Task objective
Begin at the line in the listing that has "job: provide the outline of every instance of the leafy" and stop after the line that has "POLYGON ((556 41, 561". Write those lines again with "outer ring" substituted for "exterior ring", leaving everything else unchanged.

━━ Information provided ━━

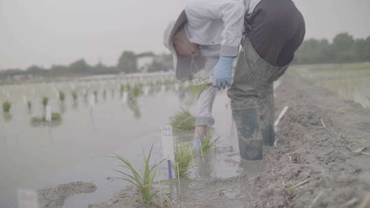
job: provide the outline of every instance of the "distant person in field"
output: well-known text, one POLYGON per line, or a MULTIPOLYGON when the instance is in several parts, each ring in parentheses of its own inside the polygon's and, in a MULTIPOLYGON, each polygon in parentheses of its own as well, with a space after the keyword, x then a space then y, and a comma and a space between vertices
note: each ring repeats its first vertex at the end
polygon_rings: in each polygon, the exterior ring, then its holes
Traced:
POLYGON ((167 28, 164 44, 177 79, 212 85, 197 101, 195 146, 214 122, 217 90, 230 87, 241 157, 262 159, 263 144, 275 142, 273 81, 286 70, 304 35, 304 18, 291 0, 188 1, 167 28))

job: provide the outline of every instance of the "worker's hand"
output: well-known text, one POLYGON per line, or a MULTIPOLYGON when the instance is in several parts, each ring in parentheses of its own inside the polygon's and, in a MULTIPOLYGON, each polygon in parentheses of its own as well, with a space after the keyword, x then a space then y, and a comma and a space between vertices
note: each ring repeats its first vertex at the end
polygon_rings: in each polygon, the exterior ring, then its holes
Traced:
POLYGON ((217 64, 213 70, 213 86, 219 90, 231 85, 232 62, 234 57, 220 56, 217 64))

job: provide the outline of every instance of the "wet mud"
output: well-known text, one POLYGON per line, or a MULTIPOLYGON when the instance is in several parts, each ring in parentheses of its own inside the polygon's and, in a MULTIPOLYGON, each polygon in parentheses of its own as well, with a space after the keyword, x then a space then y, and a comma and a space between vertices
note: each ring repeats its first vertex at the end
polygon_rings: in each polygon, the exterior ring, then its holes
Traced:
MULTIPOLYGON (((275 115, 290 107, 277 129, 278 146, 264 146, 262 162, 241 160, 230 146, 218 146, 210 154, 225 156, 223 164, 242 170, 227 178, 201 171, 205 175, 180 181, 181 189, 177 183, 163 185, 175 207, 370 207, 370 156, 368 148, 358 151, 370 146, 370 110, 293 72, 282 78, 275 93, 275 115)), ((196 161, 196 168, 206 170, 214 157, 196 161)), ((43 207, 60 207, 58 202, 69 196, 65 192, 41 195, 49 205, 43 207)), ((138 196, 129 186, 89 207, 142 207, 133 200, 138 196)))

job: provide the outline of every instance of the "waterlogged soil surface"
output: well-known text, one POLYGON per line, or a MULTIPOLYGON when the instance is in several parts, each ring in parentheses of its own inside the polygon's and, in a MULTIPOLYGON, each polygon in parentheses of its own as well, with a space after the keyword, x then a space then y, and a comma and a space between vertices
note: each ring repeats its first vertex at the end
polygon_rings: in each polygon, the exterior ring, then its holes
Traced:
MULTIPOLYGON (((264 148, 263 162, 241 161, 234 129, 195 159, 180 188, 176 182, 156 188, 175 207, 370 207, 370 151, 359 151, 370 146, 370 110, 291 72, 275 93, 276 114, 290 108, 279 125, 278 147, 264 148), (221 177, 227 171, 234 176, 221 177)), ((88 207, 142 207, 137 197, 127 186, 88 207)))

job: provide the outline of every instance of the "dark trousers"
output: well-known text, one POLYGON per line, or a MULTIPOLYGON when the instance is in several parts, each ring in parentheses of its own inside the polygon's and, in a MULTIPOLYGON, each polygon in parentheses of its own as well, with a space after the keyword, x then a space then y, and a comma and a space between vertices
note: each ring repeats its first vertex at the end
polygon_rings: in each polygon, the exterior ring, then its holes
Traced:
POLYGON ((262 0, 245 23, 254 50, 274 66, 291 62, 306 33, 304 19, 291 0, 262 0))
POLYGON ((227 96, 241 157, 257 160, 262 145, 275 142, 273 82, 288 68, 305 26, 291 0, 262 0, 246 18, 247 36, 227 96))

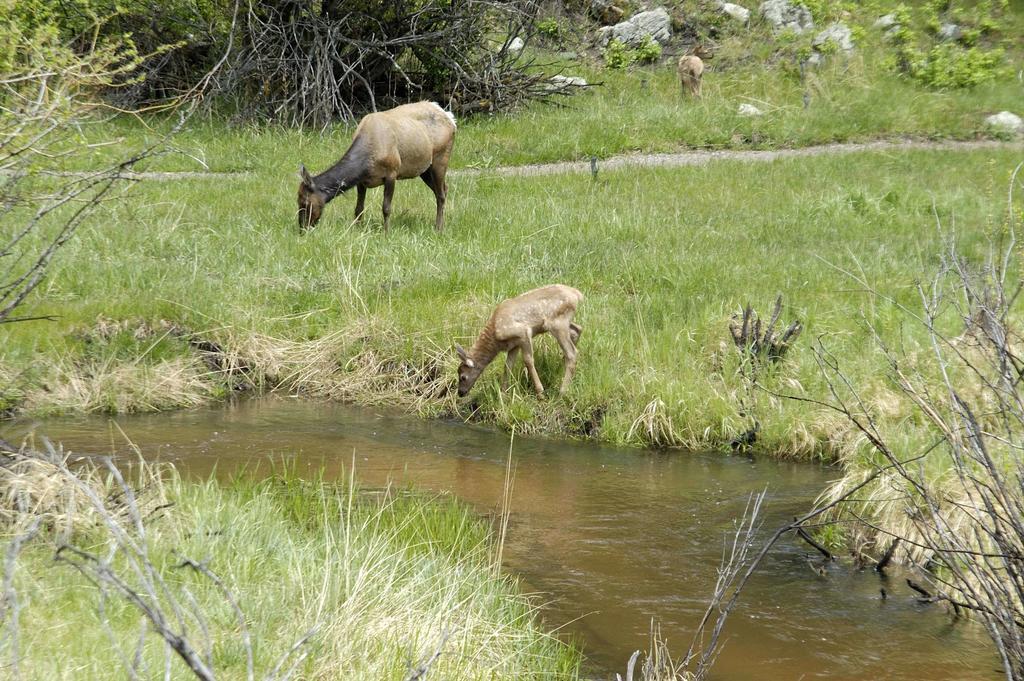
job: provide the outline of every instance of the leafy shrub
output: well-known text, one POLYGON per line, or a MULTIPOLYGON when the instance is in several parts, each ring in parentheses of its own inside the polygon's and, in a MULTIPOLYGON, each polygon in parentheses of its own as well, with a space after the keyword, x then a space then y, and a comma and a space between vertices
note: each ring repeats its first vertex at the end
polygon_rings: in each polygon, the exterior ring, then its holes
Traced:
POLYGON ((613 38, 604 48, 604 66, 608 69, 626 69, 634 63, 653 63, 662 57, 662 46, 650 36, 644 36, 636 48, 613 38))
POLYGON ((650 36, 644 36, 635 50, 637 63, 653 63, 662 58, 662 46, 650 36))
POLYGON ((556 41, 561 37, 562 27, 558 24, 558 19, 549 16, 537 23, 537 33, 543 38, 556 41))
POLYGON ((893 11, 896 26, 887 34, 893 45, 890 66, 919 83, 935 88, 973 87, 1000 75, 1004 50, 986 46, 983 39, 1000 32, 1006 0, 982 0, 970 11, 953 0, 931 0, 920 10, 918 25, 932 35, 914 31, 913 14, 906 5, 893 11), (962 28, 956 41, 935 42, 939 27, 953 20, 962 28))
POLYGON ((633 63, 633 50, 626 47, 626 43, 612 38, 604 48, 604 66, 608 69, 625 69, 633 63))
POLYGON ((1001 49, 964 49, 944 43, 912 61, 909 73, 914 80, 929 87, 973 87, 993 80, 1001 62, 1001 49))

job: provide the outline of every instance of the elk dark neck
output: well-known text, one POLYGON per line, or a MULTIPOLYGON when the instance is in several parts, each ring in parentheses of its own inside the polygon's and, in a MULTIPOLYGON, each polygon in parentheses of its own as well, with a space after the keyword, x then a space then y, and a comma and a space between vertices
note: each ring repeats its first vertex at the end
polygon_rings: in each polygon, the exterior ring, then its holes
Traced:
POLYGON ((313 178, 316 188, 324 195, 325 203, 364 179, 369 165, 369 151, 362 137, 357 136, 338 163, 313 178))

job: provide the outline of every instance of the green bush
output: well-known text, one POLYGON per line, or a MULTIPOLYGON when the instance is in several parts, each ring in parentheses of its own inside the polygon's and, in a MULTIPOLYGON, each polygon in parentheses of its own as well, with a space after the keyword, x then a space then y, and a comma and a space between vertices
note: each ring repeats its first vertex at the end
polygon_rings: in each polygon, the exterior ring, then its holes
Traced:
POLYGON ((994 80, 1005 59, 992 38, 1004 30, 1007 6, 1006 0, 982 0, 967 9, 953 0, 931 0, 919 10, 915 24, 910 8, 898 5, 893 11, 897 26, 887 34, 893 45, 890 66, 934 88, 974 87, 994 80), (961 26, 959 39, 936 42, 939 27, 949 20, 961 26), (915 25, 925 31, 915 31, 915 25))
POLYGON ((634 51, 634 60, 637 63, 653 63, 659 58, 662 58, 662 46, 650 36, 644 36, 634 51))
POLYGON ((662 46, 650 36, 644 36, 636 48, 613 38, 604 48, 604 66, 608 69, 626 69, 634 63, 653 63, 662 58, 662 46))
POLYGON ((612 38, 604 48, 604 66, 608 69, 625 69, 633 63, 633 50, 626 47, 626 43, 612 38))
POLYGON ((910 76, 937 88, 973 87, 993 80, 1002 62, 1002 50, 964 49, 952 43, 934 46, 910 63, 910 76))
POLYGON ((558 24, 558 19, 554 16, 549 16, 548 18, 541 19, 537 23, 537 33, 540 34, 542 38, 547 38, 548 40, 558 40, 562 34, 562 27, 558 24))

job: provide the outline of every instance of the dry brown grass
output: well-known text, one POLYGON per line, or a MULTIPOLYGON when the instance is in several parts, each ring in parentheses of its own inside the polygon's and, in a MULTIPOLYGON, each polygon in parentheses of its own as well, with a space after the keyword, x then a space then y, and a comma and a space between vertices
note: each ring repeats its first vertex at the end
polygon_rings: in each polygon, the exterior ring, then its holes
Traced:
MULTIPOLYGON (((67 538, 101 523, 99 508, 115 514, 128 511, 124 487, 101 462, 43 444, 0 455, 0 525, 5 533, 16 534, 41 519, 44 527, 67 538)), ((143 515, 167 504, 165 472, 141 459, 131 467, 134 503, 143 515)))

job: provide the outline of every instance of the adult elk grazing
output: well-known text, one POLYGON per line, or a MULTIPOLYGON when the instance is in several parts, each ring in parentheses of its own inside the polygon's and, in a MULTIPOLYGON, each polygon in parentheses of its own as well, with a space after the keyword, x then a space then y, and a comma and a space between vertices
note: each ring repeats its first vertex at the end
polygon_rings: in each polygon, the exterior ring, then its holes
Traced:
POLYGON ((572 287, 553 284, 499 303, 473 347, 464 350, 456 345, 456 352, 462 358, 459 365, 459 396, 464 397, 470 391, 487 365, 503 351, 506 355, 502 389, 508 388, 516 353, 521 351, 534 389, 539 397, 543 395, 544 385, 534 366, 532 338, 545 332, 555 337, 565 358, 565 376, 558 391, 563 394, 575 372, 577 343, 583 328, 573 324, 572 317, 582 300, 583 294, 572 287))
POLYGON ((683 94, 687 90, 694 97, 700 97, 700 84, 703 80, 703 59, 710 59, 711 52, 705 49, 703 45, 697 45, 692 52, 679 57, 679 84, 682 86, 683 94), (702 57, 702 58, 701 58, 702 57))
POLYGON ((419 177, 434 191, 437 217, 434 228, 444 225, 444 199, 449 157, 455 142, 455 116, 433 101, 403 104, 369 114, 355 128, 352 144, 329 170, 310 176, 302 166, 299 175, 299 230, 319 221, 324 206, 338 195, 356 187, 355 219, 362 217, 367 189, 384 185, 384 230, 391 217, 394 183, 419 177))

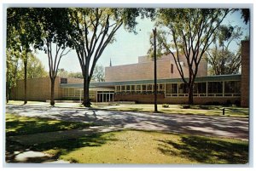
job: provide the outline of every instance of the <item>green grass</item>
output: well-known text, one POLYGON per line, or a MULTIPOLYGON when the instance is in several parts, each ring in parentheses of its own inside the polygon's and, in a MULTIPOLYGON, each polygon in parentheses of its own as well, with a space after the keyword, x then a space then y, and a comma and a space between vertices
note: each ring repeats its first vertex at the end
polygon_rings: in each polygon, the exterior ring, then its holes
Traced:
POLYGON ((36 145, 79 163, 243 164, 248 142, 146 131, 119 131, 36 145))
MULTIPOLYGON (((104 106, 92 105, 96 109, 104 109, 104 106)), ((134 104, 119 105, 105 106, 106 110, 120 111, 142 111, 154 112, 154 105, 149 104, 134 104)), ((169 105, 169 107, 163 107, 162 105, 158 105, 158 111, 168 114, 189 114, 189 115, 207 115, 207 116, 219 116, 219 117, 248 117, 249 109, 237 106, 223 106, 223 105, 190 105, 189 109, 183 109, 182 105, 169 105), (225 108, 225 113, 223 115, 222 109, 225 108)))
POLYGON ((6 114, 6 135, 32 134, 60 130, 70 130, 79 128, 88 128, 92 123, 66 122, 52 119, 19 117, 6 114))
MULTIPOLYGON (((10 100, 9 104, 22 105, 23 101, 10 100)), ((49 106, 49 103, 38 101, 28 101, 31 105, 39 105, 49 106)), ((69 106, 69 107, 84 107, 79 103, 56 103, 55 106, 69 106)), ((109 104, 109 105, 91 105, 95 109, 104 109, 110 111, 140 111, 140 112, 154 112, 154 104, 109 104)), ((190 108, 184 109, 182 105, 169 105, 169 107, 163 107, 158 105, 158 111, 167 114, 189 114, 189 115, 206 115, 218 117, 248 117, 249 109, 238 106, 224 106, 224 105, 190 105, 190 108), (225 108, 225 114, 223 115, 222 109, 225 108)))
POLYGON ((27 149, 79 163, 243 164, 248 162, 248 141, 239 140, 124 130, 22 145, 10 141, 9 136, 67 130, 89 124, 6 114, 6 157, 10 162, 15 151, 27 149))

━━━

Correct answer
job: provide the outline of every instance of the leafy shrub
output: well-known text, one POLYGON per line, or a MULTIPOLYGON when the instance is in several parts, each ring in parentheses of its own inside the polygon's and, in a MULTIPOLYGON, each polygon in parentheses of its own as well, with a space after the keyword, x then a space then y, and a comma and a space between vertices
note: each ring repeats its first vertex at the end
polygon_rings: in each polygon, the outer ring, then its holes
Traced:
POLYGON ((613 38, 604 48, 604 66, 608 69, 626 69, 634 63, 653 63, 662 57, 662 46, 650 36, 644 36, 636 48, 613 38))
POLYGON ((650 36, 644 36, 635 50, 637 63, 653 63, 662 58, 662 46, 650 36))
POLYGON ((556 41, 561 37, 562 27, 558 24, 558 19, 549 16, 537 23, 537 33, 543 38, 556 41))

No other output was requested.